-- begin Source excerpt --

Description of problem:RHSA-2016-1756 breaks migration of instances. Openstack instances which migrate to a new host are shut down. The error 'Virtqueue size exceeded' appears in /var/log/libvirt/qemu/instance-name". Other reports about this bug. https://bugzilla.redhat.com/show_bug.cgi?id=1358359 https://www.redhat.com/archives/libvir-list/2016-August/msg00406.html https://lists.gnu.org/archive/html/qemu-devel/2016-08/msg02666.html Version-Release number of selected component (if applicable): openstack-nova-compute-12.0.4-4.el7ost.noarch qemu-img-rhev-2.3.0-31.el7_2.21.x86_64 qemu-kvm-rhev-2.3.0-31.el7_2.21.x86_64 How reproducible: 100% Steps to Reproduce: 1. apply patch mentioned above 2. start instance migration 3. notice failure Actual results: instance migration fails with Virtqueue size exceeded' in logs Expected results: instance migration succeeds Additional info: As mentioned in the email thread above, this works with the cirros image but fails with a centos or ubuntu image.

-- end Source excerpt --

## Exercise tasks
**A.** Summarize the bug report in two sentences.
**B.** According to the bug report, which image does instance migration still work with?

-- begin Supplied data --

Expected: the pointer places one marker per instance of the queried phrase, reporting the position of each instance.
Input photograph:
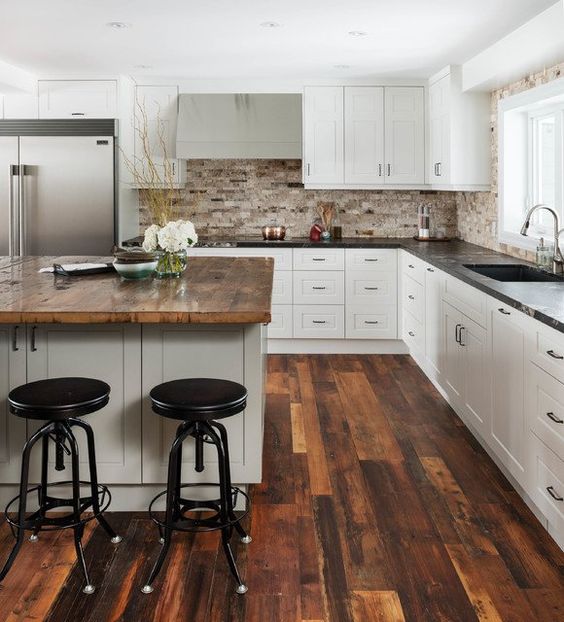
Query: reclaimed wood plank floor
(377, 505)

-- end Supplied data --

## Solutions to the exercise
**A.** RHSA-2016-1756 breaks migration of OpenStack instances: instances that migrate to a new host are shut down, and the error 'Virtqueue size exceeded' appears in the libvirt qemu log. The failure is 100% reproducible after applying the patch and starting a migration, and it works with the cirros image but fails with a centos or ubuntu image.

**B.** The cirros image.